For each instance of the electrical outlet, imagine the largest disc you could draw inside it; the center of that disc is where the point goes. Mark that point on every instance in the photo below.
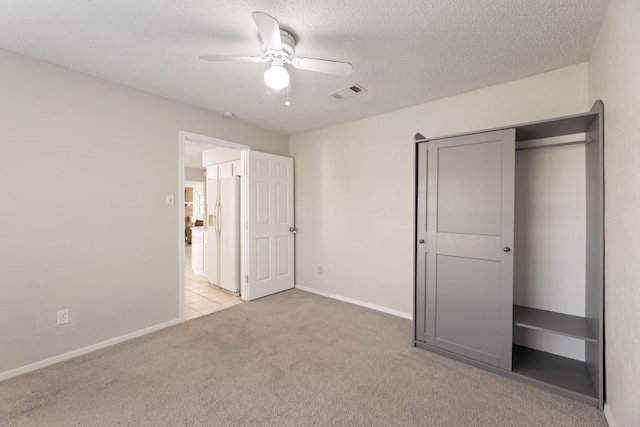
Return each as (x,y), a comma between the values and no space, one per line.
(63,316)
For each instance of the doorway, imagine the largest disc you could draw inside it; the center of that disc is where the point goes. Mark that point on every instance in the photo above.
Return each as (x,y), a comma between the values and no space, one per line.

What you are asked to do
Render the records as a JSON list of strings with one string per line, omitting blank lines and leaving out the pictures.

Answer in full
[
  "For each instance of the electrical outlet, imagine the largest disc you could draw inside it; the center of that disc is where the point goes. Mark that point on every instance in the photo below.",
  "Return each as (x,y), a comma between the values and no space, one per line.",
  "(63,316)",
  "For each instance of the doorway, imagine the largest disc you could draw inside it; the center of that disc is where the point goes. Mark that point on every instance in the photo above.",
  "Return each as (x,y), a comma between the values and no space, one per line."
]